= Beginning of Section =

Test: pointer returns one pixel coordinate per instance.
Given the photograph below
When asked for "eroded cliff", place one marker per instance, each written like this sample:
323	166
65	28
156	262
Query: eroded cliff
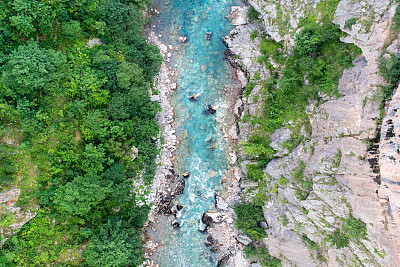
304	223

= End of Section =

What you should do:
Excluding the pictures, transcribe all of the entries exactly.

Completed task:
Test: pointer returns one pixel coordinate per instance.
Given the photograph below
When asked for "eroded cliff", place one marker per instance, each written like this sample:
323	166
65	28
156	262
Query: eroded cliff
304	223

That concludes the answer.